O que fazer | Indique se cada afirmação concorda com o texto sobre Carolina de Jesus, respondendo sim ou não e citando as palavras decisivas do texto: (a) Carolina de Jesus recebeu instrução formal; (b) o livro dela foi traduzido para catorze línguas; (c) ela escrevia durante o dia.

Trecho do texto |
####################
Outra autora importante nesse cenário é Carolina de Jesus (Sacramento, 14 de março de 1914 — São Paulo, 13 de fevereiro de 1977). Notabilizou-se por seu livro Quarto de Despejo: Diário de uma Favelada. Essa obra biográfica é já conhecida de alguns, mas não de muitos. Carolina, diversamente de Firmina, pertence a um um estrato social muito humilde, vivendo em favela. Não obteve instrução formal como Firmina. Apesar disso, seu estilo é literário, pois foi autodidata. Lia tudo o que encontrava nos lixos e também relata que muito leu em casa  de um antigo patrão onde trabalhou de empregada doméstica. É descendente de escravos tal qual nossa escritora maranhense. A obra referida se manifesta como um diário, contando a estafante vida da escritora na condição de favelada e catadora de lixo que diariamente faz o seu percurso pela cidade paulista a fim de obter algo para sobreviver. Mora em um barraco e sustenta seus filhos às custas do que colhe durante o dia, escrutinando os lixos domésticos, vendendo o que encontra. Trabalha de dia e escreve, à noite, sobre sua sina e lida. É descoberta por um jornalista, Audálio Dantas,.  na década de sessenta, quando este trabalhava em um documentário na favela de Canindé, São Paulo. O jornalista a ajuda na publicação dos manuscritos. Em pouco tempo, ficou famosa e passou a uma condição material melhor de existência. O livro fez um enorme sucesso e chegou a ser traduzido para catorze línguas Sua obra realista foi bem recebida, mas acabou no quase anonimato (morre muito pobre e esquecida), sendo também mais revistada a partir de 2000, pelas mesmas condições postas para Firmina. Sua escrita decorre de um olhar literário sobre seu labor cotidiano. Fanini e Prado (2014) enfatizam o teor realista do estilo que traz o labor diário mediante uma construção literária de qualidade que entrelaça literatura e vida. Trabalhadora braçal e intelectual promanam de sua escrita.
####################
Itens fornecidos |

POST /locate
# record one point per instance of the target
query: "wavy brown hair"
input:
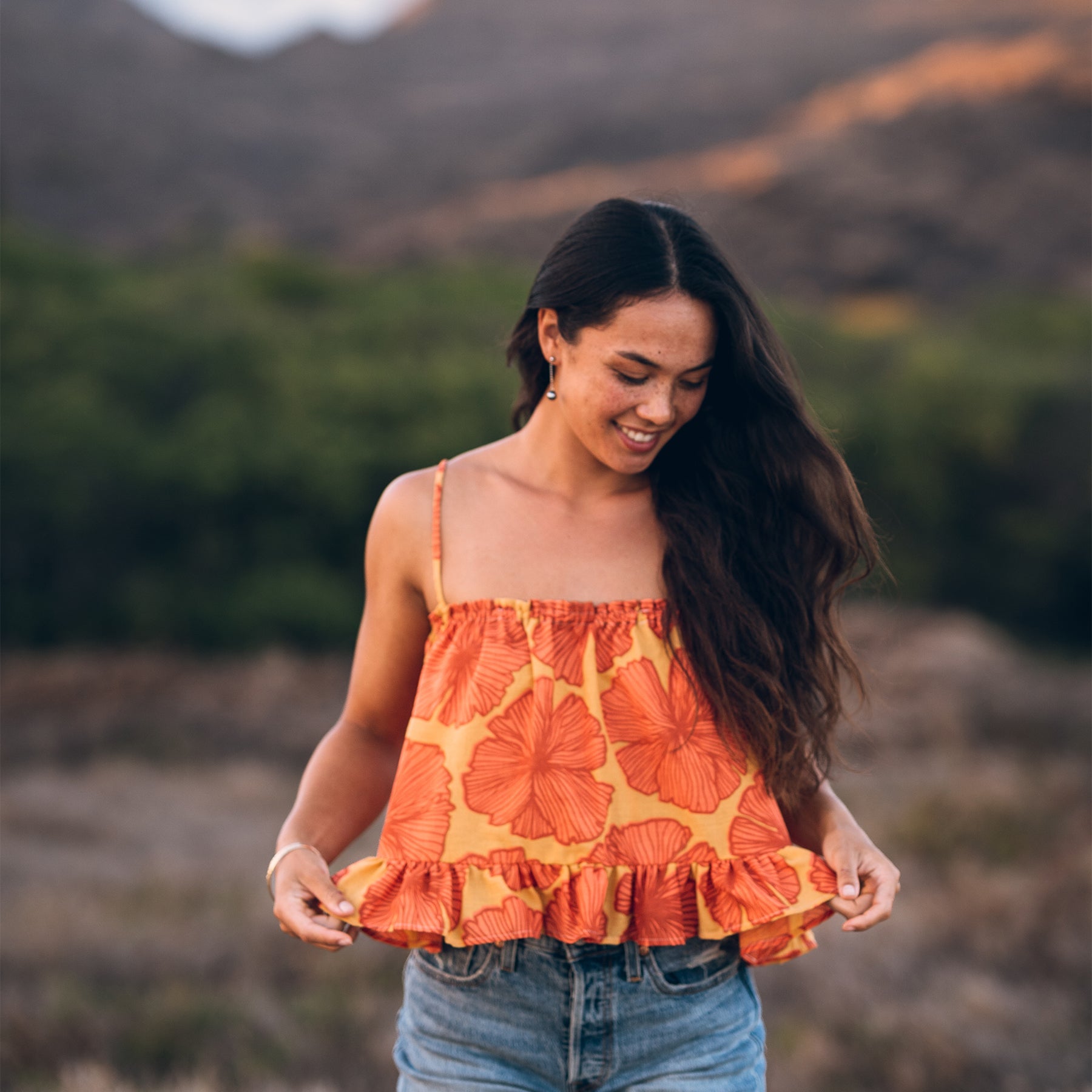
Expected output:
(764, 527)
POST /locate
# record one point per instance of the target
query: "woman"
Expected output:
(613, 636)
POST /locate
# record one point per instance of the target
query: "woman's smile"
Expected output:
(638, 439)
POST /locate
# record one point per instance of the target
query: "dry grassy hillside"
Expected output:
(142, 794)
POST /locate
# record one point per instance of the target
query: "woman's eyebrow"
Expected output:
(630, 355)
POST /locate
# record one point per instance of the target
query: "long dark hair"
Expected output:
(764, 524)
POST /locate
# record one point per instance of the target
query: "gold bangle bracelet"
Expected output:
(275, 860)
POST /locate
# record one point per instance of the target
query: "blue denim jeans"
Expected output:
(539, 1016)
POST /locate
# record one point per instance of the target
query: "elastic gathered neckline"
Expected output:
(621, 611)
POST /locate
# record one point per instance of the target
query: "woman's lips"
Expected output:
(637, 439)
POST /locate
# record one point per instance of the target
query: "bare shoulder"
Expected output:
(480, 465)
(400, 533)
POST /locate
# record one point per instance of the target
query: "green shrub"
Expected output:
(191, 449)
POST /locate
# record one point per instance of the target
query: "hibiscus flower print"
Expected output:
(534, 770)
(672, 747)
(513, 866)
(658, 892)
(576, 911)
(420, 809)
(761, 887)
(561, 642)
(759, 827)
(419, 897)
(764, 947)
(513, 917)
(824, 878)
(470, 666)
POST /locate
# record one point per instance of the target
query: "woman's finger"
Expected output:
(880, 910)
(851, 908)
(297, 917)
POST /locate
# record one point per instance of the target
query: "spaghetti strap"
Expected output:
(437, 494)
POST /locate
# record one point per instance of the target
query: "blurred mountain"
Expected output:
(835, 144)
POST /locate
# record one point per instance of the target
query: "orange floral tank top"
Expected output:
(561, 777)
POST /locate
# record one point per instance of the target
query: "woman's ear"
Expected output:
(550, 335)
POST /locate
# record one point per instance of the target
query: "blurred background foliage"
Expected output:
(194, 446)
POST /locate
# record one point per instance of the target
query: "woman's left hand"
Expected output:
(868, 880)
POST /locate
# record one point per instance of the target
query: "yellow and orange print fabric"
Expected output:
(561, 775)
####################
Resolução |
(a) Não: "Não obteve instrução formal como Firmina."
(b) Sim: "chegou a ser traduzido para catorze línguas"
(c) Não: "Trabalha de dia e escreve, à noite, sobre sua sina e lida."